- _Extrait choisi_
Le projet est alléchant, et l'idée fait saliver. Rendre à la voix d'homme ce qui aurait (peut-être) dû revenir à la voix d'homme dans certaines oeuvres de Rossini, en proposant des pièces rares ou des airs alternatifs, a tout pour séduire à la fois le musicologue et l'amoureux du chant, surtout quand ce chant est offert par Franco Fagioli.
Rossini a bien évidemment connu le temps des castrats, et la petite histoire raconte qu'il s'en fallut de peu qu'il en devint un lui-même. Doté d'une très belle voix lorsqu'il était enfant, un de ses oncles, barbier de son état, aurait fortement suggéré que ce "don du ciel" devait perdurer, nécessitant ainsi une amputation sans rémission possible. Fort heureusement, sa sainte mère s'y serait opposé, et l'opéra y gagna peut-être en épithètes dithyrambiques ce que le compositeur aurait perdu en attributs. Légende ou vérité, l'anecdote est parlante. Car si Rossini ne se priva pas de composer pour le dernier castrat "star assoluta", Giambattista Velluti, il ne lui offrit que deux oeuvres : Aureliano in Palmira en 1813, et la cantate Il vero omaggio en 1822. Ce n'était en rien un problème de qualité vocale pour Velluti (qui créa Il crociato in Egitto de Meyerbeer en 1824, un an après Semiramide qui marque, pour Rossini, la fin d'un style, voire d'une époque), ce ne pouvait être qu'un choix délibéré. Préférence fut en effet donnée, pour certains rôles masculins tels Tancredi ou Arsace, à des cantatrices. Franco Fagioli a fait le choix de remplacer une certaine ambiguïté par une autre, chanter des rôles d'hommes composés pour des femmes avec une voix d'homme culminant dans les hautes sphères de la tessiture. Et, vocalement comme stylistiquement parlant, le pari est réussi.

- _Données fournies_

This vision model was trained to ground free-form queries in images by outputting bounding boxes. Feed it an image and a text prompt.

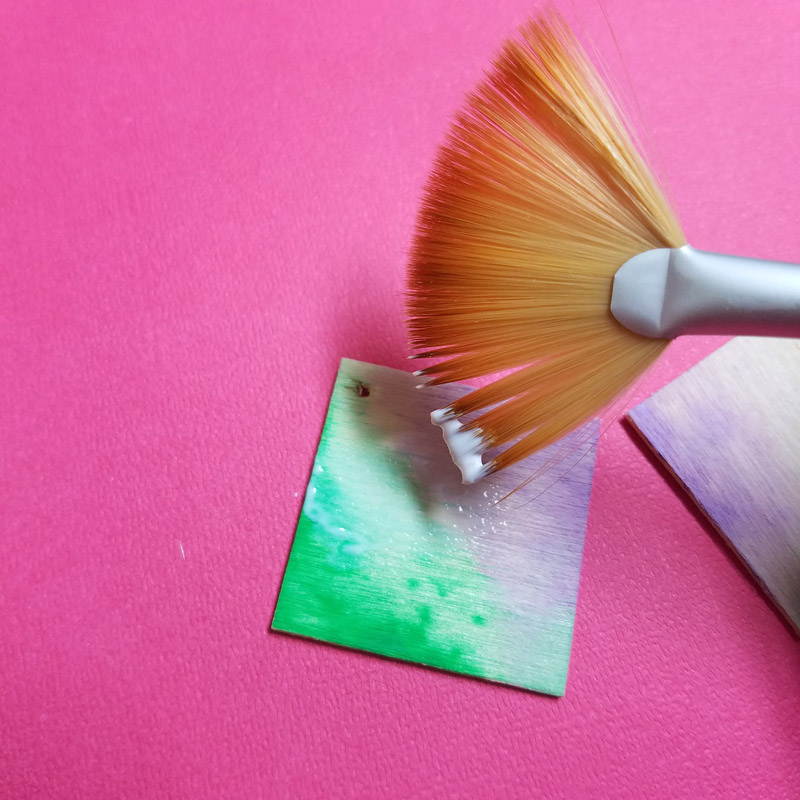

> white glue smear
[431,408,489,484]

- _Consignes_
a – D'après l'extrait choisi, en quelle année Velluti créa-t-il Il crociato in Egitto de Meyerbeer ?
b – Recopiez, s'il vous plaît, le passage de l'extrait choisi qui va de « Le projet est » jusqu'à « par Franco Fagioli. » inclus.

- _Réponses par consigne_
a – En 1824.

b –
Le projet est alléchant, et l'idée fait saliver. Rendre à la voix d'homme ce qui aurait (peut-être) dû revenir à la voix d'homme dans certaines oeuvres de Rossini, en proposant des pièces rares ou des airs alternatifs, a tout pour séduire à la fois le musicologue et l'amoureux du chant, surtout quand ce chant est offert par Franco Fagioli.